Japan’s Prime Minister Has Just Declared a State of Emergency in 7 Prefectures
Households affected will be given ¥300,000.
The Novel Coronavirus Response Headquarters was held at the Prime Minister’s Office, where Japan’s Prime Minister Shinzo Abe has declared a state of emergency in Tokyo as well as 6 other prefectures. Included in the declaration are Kanagawa, Saitama, Chiba, Osaka, Hyogo, and Fukuoka. The state of emergency is set for one month beginning today, April 7.
The increase in confirmed cases of novel coronavirus disease or COVID-19 has prompted the declaration. The Prime Minister shared the details of the measures in a press con, emphasizing the introduction of economic measures of ¥108 trillion or 20% of the country’s gross domestic product. The budget will be used to build medical treatment facilities, double up PCR testing capacities, and secure more hospital beds and ventilators.
The goal of the declaration is to protect the public. While the Basic Action Policy on COVID-19 countermeasures have already been implemented, the surge of cases in urban areas has already put a strain on medical institutions. The state of emergency allows the local government to call for stricter measures to reduce the transmission of the disease from one person to another.

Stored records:

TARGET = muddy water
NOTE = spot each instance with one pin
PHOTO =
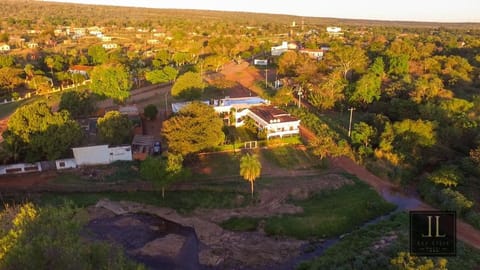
(310, 251)
(133, 231)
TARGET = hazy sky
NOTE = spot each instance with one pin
(417, 10)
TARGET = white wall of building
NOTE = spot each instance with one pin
(92, 155)
(120, 153)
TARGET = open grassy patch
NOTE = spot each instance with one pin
(240, 224)
(215, 165)
(326, 214)
(117, 172)
(330, 213)
(362, 249)
(182, 201)
(289, 157)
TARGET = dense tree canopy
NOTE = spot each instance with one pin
(111, 81)
(166, 74)
(162, 171)
(196, 127)
(115, 128)
(188, 86)
(78, 103)
(250, 169)
(51, 238)
(36, 133)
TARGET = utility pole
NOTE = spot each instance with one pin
(350, 125)
(299, 93)
(266, 78)
(166, 105)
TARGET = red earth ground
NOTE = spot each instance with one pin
(246, 77)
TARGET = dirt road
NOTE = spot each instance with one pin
(465, 232)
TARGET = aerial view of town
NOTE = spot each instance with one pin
(199, 136)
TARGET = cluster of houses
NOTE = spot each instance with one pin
(275, 122)
(316, 54)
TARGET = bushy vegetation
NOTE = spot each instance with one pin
(364, 249)
(184, 201)
(325, 214)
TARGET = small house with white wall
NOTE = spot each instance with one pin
(4, 48)
(279, 50)
(276, 122)
(80, 69)
(334, 31)
(32, 45)
(101, 154)
(67, 163)
(109, 46)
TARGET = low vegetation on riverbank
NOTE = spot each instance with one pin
(374, 247)
(327, 213)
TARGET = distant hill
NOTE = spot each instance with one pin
(32, 9)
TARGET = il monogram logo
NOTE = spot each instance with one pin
(437, 227)
(433, 233)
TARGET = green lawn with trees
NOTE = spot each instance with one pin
(326, 214)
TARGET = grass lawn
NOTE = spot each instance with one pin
(240, 224)
(216, 165)
(356, 250)
(117, 172)
(182, 201)
(9, 108)
(326, 214)
(289, 157)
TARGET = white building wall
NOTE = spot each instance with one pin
(20, 168)
(120, 153)
(63, 164)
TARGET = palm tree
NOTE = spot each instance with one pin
(250, 168)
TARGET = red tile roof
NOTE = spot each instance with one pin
(270, 113)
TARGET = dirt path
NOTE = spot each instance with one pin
(272, 199)
(392, 193)
(465, 232)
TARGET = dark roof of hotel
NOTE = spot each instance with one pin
(269, 113)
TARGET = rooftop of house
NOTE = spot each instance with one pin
(80, 68)
(272, 114)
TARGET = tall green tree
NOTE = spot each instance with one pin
(78, 103)
(167, 74)
(51, 238)
(398, 64)
(196, 127)
(115, 128)
(162, 171)
(188, 86)
(347, 58)
(111, 81)
(36, 133)
(98, 54)
(10, 78)
(250, 169)
(329, 92)
(368, 88)
(362, 136)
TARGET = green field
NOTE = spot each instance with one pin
(357, 250)
(290, 157)
(326, 214)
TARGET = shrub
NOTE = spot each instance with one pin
(150, 111)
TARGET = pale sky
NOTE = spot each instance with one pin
(411, 10)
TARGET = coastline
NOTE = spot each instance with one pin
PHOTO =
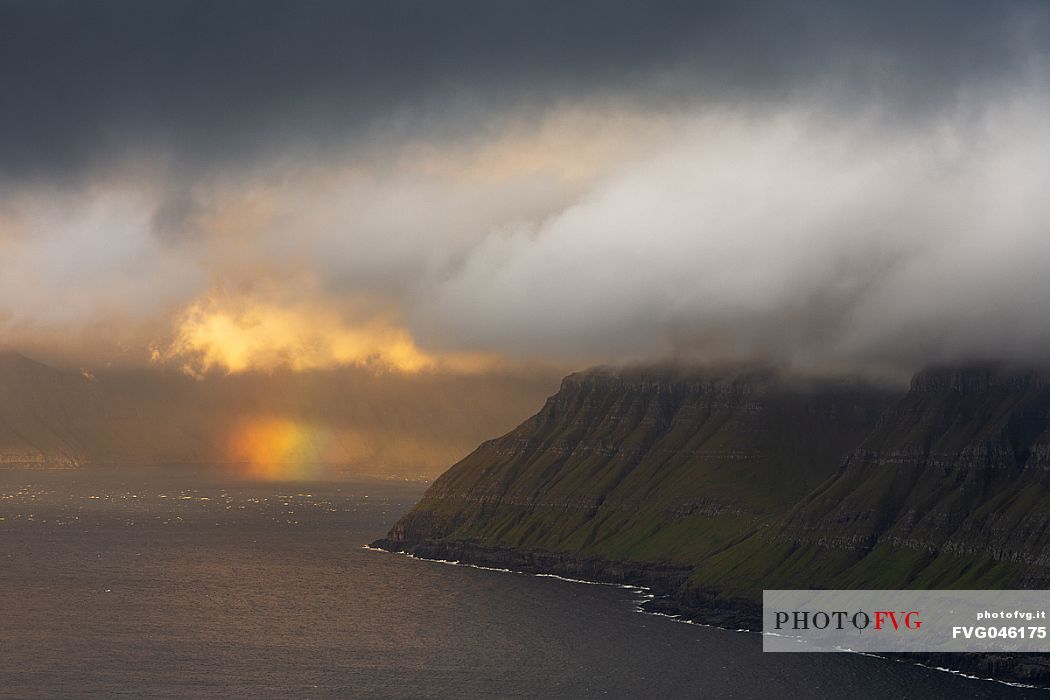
(665, 595)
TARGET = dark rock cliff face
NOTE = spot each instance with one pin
(710, 488)
(649, 465)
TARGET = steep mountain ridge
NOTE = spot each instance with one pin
(653, 465)
(951, 489)
(713, 487)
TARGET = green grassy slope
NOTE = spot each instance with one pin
(650, 465)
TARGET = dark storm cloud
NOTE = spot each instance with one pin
(208, 83)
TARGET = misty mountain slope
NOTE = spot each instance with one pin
(47, 417)
(648, 464)
(952, 489)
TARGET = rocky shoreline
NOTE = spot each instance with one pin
(673, 598)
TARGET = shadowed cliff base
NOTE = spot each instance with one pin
(712, 486)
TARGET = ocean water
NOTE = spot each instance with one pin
(133, 588)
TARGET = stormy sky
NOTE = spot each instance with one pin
(469, 185)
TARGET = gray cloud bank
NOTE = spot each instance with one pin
(822, 185)
(206, 83)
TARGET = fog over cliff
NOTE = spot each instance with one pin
(466, 186)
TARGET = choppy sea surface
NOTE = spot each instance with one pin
(134, 588)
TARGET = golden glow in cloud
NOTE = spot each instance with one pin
(247, 335)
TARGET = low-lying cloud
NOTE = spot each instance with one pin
(830, 187)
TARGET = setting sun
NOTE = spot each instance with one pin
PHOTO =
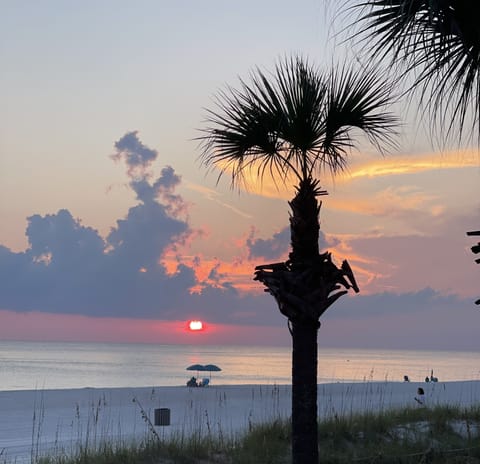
(195, 325)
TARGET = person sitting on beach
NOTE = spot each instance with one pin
(420, 398)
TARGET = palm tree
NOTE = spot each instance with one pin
(437, 41)
(291, 125)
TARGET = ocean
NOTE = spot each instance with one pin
(55, 365)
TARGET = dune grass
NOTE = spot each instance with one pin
(414, 435)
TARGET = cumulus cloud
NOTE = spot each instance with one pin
(70, 268)
(134, 153)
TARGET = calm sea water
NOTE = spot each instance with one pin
(38, 365)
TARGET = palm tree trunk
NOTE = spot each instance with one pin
(304, 393)
(304, 227)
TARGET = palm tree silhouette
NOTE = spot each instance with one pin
(438, 42)
(293, 124)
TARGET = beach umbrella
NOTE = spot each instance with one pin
(211, 368)
(196, 367)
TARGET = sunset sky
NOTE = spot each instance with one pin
(111, 229)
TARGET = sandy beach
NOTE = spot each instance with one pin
(58, 421)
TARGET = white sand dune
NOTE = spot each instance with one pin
(58, 421)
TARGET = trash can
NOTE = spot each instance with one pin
(162, 416)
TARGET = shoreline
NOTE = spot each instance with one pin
(47, 421)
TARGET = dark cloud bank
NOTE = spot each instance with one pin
(69, 268)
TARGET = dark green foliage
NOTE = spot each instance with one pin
(440, 435)
(438, 42)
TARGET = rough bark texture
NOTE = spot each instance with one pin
(304, 287)
(304, 393)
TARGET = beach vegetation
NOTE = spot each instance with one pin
(437, 435)
(290, 126)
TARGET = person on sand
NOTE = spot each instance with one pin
(420, 398)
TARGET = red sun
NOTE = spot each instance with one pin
(195, 326)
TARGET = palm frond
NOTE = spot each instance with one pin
(295, 121)
(440, 41)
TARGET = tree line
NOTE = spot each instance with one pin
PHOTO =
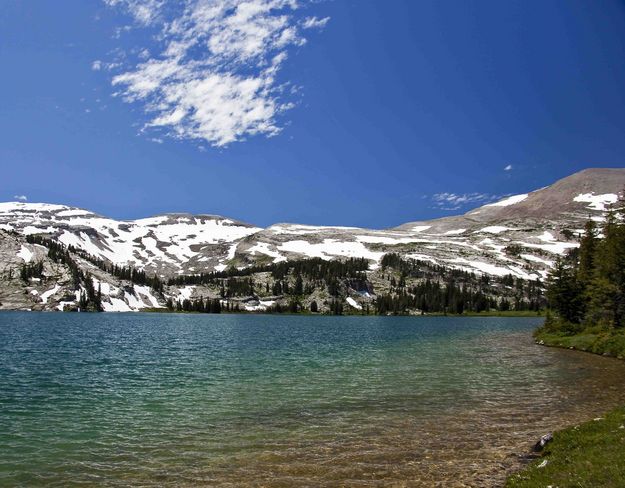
(587, 286)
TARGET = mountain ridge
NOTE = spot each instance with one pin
(521, 235)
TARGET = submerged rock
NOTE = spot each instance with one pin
(542, 442)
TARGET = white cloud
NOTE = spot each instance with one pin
(216, 77)
(144, 11)
(455, 201)
(315, 23)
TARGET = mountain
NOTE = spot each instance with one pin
(520, 236)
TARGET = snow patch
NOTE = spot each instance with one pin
(494, 229)
(506, 202)
(47, 294)
(597, 202)
(26, 254)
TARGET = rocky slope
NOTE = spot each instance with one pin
(521, 235)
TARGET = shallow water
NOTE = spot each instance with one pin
(240, 400)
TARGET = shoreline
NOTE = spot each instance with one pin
(510, 314)
(592, 451)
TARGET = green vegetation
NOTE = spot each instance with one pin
(586, 294)
(452, 291)
(588, 455)
(586, 291)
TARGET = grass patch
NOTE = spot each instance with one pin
(588, 455)
(607, 343)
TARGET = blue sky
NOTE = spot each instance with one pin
(345, 112)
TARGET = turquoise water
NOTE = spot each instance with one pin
(240, 400)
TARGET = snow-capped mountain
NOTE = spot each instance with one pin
(520, 235)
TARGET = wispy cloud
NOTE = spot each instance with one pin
(215, 78)
(455, 201)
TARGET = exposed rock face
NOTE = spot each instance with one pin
(520, 235)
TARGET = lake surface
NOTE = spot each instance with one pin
(240, 400)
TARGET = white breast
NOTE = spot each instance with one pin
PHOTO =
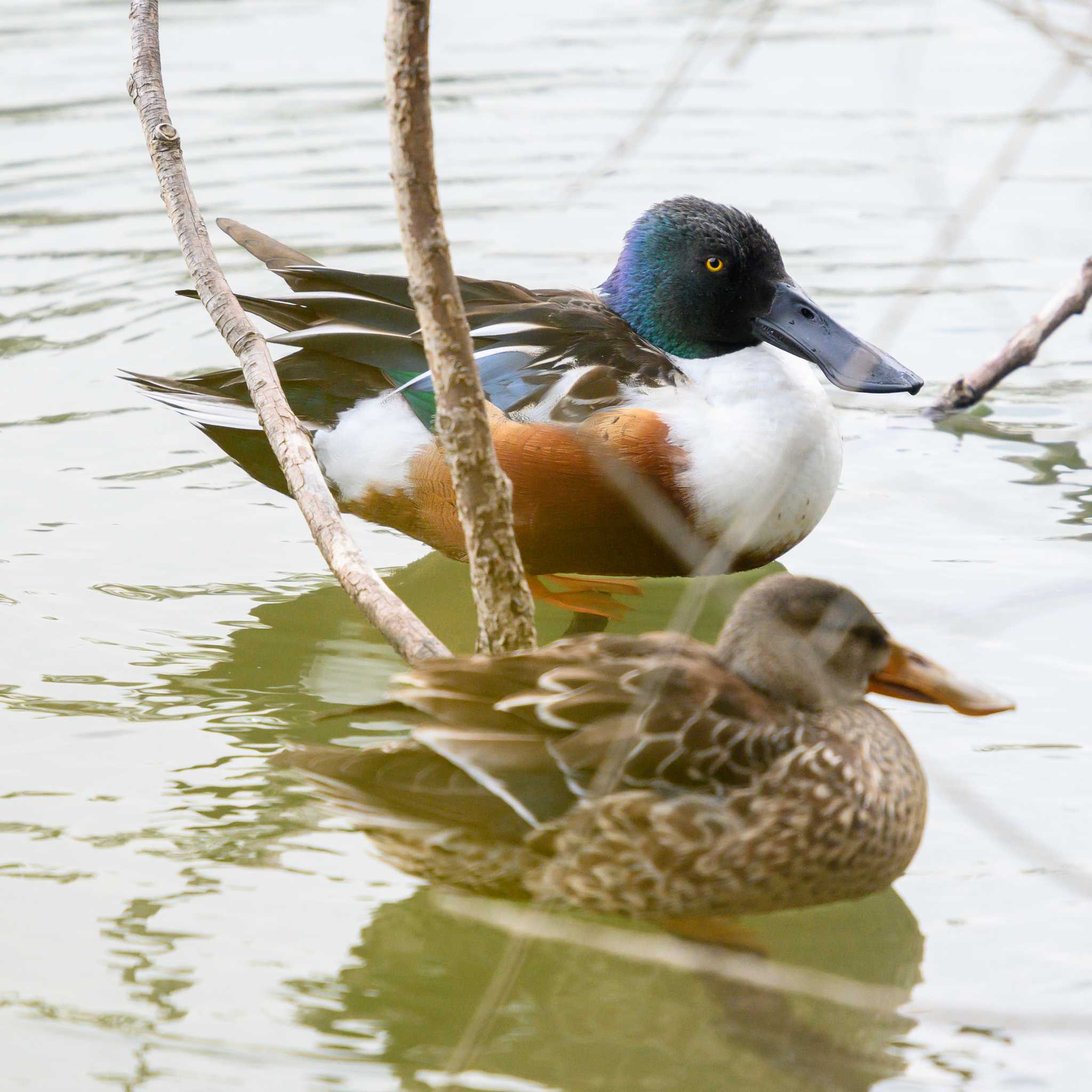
(765, 453)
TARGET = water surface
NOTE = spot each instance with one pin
(176, 914)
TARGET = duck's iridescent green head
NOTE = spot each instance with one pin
(701, 280)
(693, 276)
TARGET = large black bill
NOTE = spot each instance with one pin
(798, 326)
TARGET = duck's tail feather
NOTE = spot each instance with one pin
(200, 404)
(263, 247)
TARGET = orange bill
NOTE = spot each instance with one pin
(910, 675)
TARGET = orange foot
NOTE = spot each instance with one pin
(587, 596)
(723, 932)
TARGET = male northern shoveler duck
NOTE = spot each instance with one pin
(660, 373)
(657, 777)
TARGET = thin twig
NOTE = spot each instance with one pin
(483, 492)
(1074, 44)
(1034, 851)
(975, 201)
(685, 63)
(1020, 350)
(291, 444)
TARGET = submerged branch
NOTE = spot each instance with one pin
(1021, 349)
(484, 494)
(291, 444)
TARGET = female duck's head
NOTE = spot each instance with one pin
(814, 645)
(700, 280)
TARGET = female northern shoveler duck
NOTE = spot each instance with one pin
(660, 372)
(657, 777)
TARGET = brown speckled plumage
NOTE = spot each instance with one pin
(653, 776)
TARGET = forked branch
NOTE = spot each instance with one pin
(290, 441)
(484, 494)
(1021, 349)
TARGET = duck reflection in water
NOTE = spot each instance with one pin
(574, 1019)
(592, 1022)
(655, 777)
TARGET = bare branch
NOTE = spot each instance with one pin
(484, 494)
(290, 441)
(1021, 349)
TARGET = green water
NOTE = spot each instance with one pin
(177, 916)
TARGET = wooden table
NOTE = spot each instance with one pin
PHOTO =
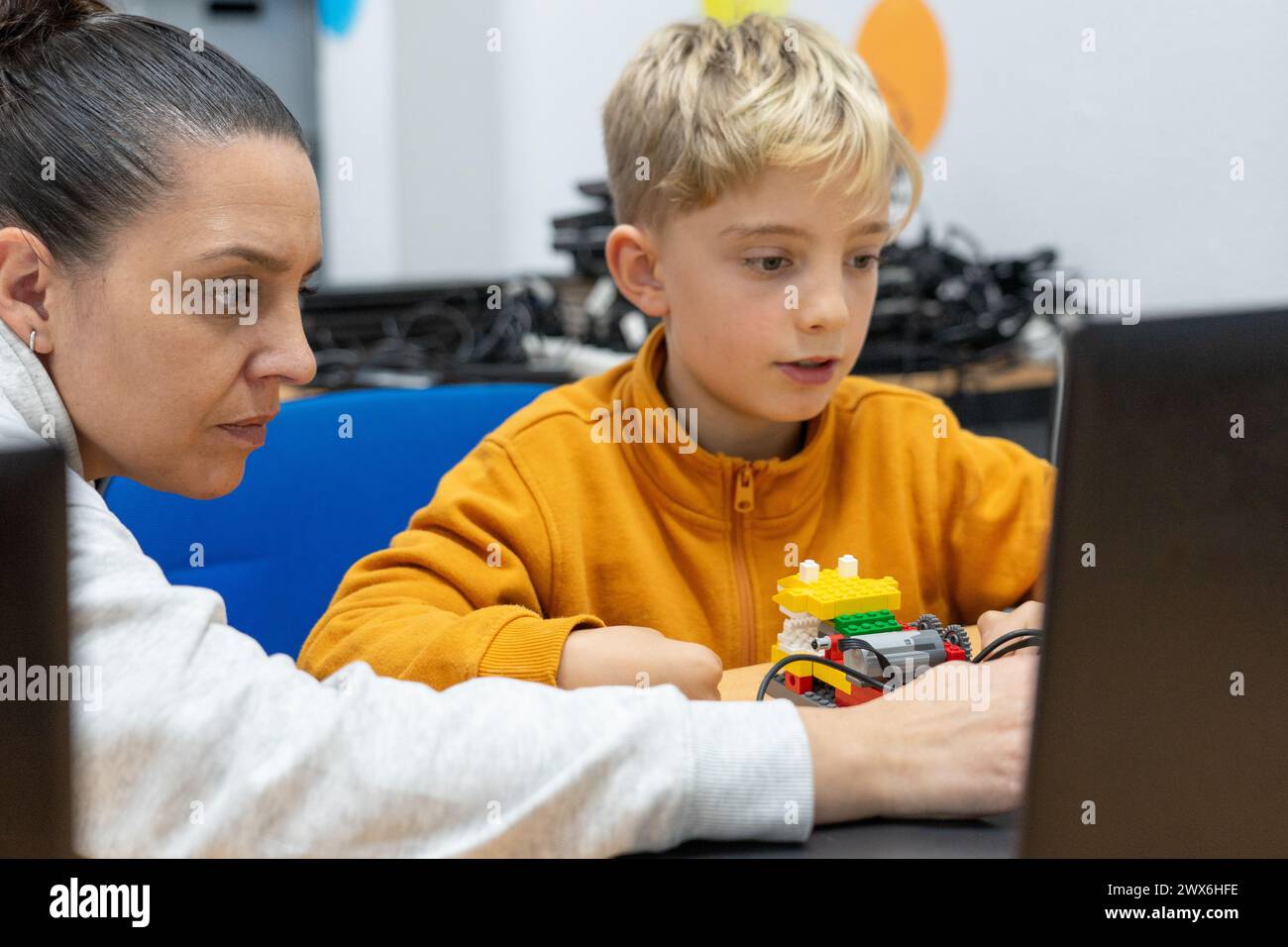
(741, 684)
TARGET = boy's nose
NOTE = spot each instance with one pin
(822, 308)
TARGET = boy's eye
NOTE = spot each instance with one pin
(767, 264)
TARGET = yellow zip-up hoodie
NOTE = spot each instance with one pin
(544, 528)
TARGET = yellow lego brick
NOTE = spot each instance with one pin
(832, 595)
(803, 669)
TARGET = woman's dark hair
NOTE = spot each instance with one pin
(107, 95)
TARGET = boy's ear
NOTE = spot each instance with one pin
(24, 282)
(632, 261)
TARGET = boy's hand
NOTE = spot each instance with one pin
(638, 656)
(961, 754)
(993, 625)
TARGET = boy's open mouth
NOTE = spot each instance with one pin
(809, 371)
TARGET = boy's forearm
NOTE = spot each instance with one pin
(848, 766)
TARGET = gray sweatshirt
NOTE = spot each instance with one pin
(204, 745)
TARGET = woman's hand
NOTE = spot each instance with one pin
(638, 657)
(993, 625)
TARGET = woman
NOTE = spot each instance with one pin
(133, 163)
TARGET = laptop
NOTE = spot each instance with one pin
(35, 742)
(1162, 714)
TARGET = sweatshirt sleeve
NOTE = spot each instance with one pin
(198, 744)
(996, 502)
(458, 594)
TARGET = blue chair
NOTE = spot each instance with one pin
(312, 501)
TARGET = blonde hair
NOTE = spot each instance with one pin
(704, 108)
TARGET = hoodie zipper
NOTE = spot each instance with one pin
(743, 502)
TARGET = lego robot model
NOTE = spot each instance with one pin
(841, 644)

* [Tasks and exercises]:
1. Reproduce word for word the stretch of the Japan state-of-emergency article from "The Novel Coronavirus" through "beds and ventilators.".
2. Extend the article on Japan's state of emergency, picking up after its final sentence.

* [Results of the tasks]:
1.
The Novel Coronavirus Response Headquarters was held at the Prime Minister’s Office, where Japan’s Prime Minister Shinzo Abe has declared a state of emergency in Tokyo as well as 6 other prefectures. Included in the declaration are Kanagawa, Saitama, Chiba, Osaka, Hyogo, and Fukuoka. The state of emergency is set for one month beginning today, April 7.
The increase in confirmed cases of novel coronavirus disease or COVID-19 has prompted the declaration. The Prime Minister shared the details of the measures in a press con, emphasizing the introduction of economic measures of ¥108 trillion or 20% of the country’s gross domestic product. The budget will be used to build medical treatment facilities, double up PCR testing capacities, and secure more hospital beds and ventilators.

2.
The government will provide cash payments of ¥300,000 for those households in need. Micro-, small-, and medium-sized businesses (¥2,000,000) as well individual business owners (¥1,000,000) who are affected by the declaration will also receive support. “We must also firmly protect employment. We will ensure the protection of employment by supporting business continuity through making interest free loans available at the private financial institutions and introducing a grace period for the payment of national taxes and social security premium, totaling [an] unprecedented scale of ¥26 trillion,” Prime Minister said in the meeting.
Unlike lockdowns seen in other countries, the Prime Minister assures the public that during the state of emergency, public transportation (such as trains) and supermarkets will remain open. While people can go out to buy essentials, they are still encouraged to “avoid the 3Cs (closed spaces, crowded places, and close-contact setting).”